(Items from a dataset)
○ ○ ○ ○ ○

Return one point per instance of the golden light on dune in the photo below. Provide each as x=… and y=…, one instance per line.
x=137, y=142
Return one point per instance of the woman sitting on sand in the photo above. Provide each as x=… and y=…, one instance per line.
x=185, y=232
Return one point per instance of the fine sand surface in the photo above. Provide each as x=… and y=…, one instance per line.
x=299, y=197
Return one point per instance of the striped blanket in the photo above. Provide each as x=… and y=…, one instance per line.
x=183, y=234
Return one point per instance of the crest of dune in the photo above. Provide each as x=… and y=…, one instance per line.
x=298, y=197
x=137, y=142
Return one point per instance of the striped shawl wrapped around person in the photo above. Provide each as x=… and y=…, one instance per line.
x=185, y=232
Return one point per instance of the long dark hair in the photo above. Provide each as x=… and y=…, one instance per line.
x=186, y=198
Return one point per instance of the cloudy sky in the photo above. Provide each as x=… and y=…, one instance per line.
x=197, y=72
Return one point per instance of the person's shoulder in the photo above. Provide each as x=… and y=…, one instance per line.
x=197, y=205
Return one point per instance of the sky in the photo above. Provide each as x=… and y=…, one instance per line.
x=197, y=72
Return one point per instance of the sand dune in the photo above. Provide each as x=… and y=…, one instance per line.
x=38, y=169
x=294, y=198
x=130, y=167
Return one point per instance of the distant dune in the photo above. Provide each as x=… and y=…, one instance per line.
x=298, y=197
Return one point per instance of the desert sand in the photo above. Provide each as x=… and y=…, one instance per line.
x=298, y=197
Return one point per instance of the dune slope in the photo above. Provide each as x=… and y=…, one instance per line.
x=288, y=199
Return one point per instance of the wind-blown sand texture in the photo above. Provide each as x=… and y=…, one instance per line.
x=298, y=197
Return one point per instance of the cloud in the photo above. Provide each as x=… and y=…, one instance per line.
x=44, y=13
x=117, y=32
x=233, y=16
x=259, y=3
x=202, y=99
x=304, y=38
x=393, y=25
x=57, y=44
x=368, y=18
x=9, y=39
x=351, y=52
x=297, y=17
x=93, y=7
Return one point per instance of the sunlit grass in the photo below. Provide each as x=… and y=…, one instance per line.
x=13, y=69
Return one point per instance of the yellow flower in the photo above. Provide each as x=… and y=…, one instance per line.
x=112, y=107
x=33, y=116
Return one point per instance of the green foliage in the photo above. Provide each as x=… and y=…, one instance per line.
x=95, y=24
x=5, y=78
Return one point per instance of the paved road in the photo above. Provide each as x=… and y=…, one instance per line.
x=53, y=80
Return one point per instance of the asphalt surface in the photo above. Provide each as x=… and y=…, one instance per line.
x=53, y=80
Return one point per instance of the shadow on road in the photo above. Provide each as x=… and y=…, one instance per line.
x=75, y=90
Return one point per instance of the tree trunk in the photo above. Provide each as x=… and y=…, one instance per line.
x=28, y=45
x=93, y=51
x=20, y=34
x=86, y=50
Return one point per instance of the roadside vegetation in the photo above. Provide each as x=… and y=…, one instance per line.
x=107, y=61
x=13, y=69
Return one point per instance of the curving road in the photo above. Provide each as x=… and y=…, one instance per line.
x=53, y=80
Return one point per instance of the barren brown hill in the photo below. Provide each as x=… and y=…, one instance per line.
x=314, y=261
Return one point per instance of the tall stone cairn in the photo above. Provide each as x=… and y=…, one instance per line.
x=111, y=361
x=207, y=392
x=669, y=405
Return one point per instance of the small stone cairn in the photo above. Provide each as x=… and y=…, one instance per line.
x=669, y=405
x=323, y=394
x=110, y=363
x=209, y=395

○ ○ ○ ○ ○

## [Written request]
Rewrite the items from the line containing "Return one point per instance of the barren" through the last line of the items, inclusive, replacing "cairn" with "rock pile" and leaving everything else unchanged.

## [The answer]
Return one point per instance of the barren brown hill in the photo below. Provide each as x=… and y=…, one instance per line.
x=314, y=261
Return one point per instance of the tall stone rock pile in the photo above. Provide each as x=… and y=…, one instance per line.
x=111, y=361
x=207, y=392
x=669, y=405
Return one point per instance of the small stone rock pile in the photo above. Provide each as x=… and y=…, one instance per line.
x=669, y=405
x=323, y=394
x=110, y=363
x=209, y=395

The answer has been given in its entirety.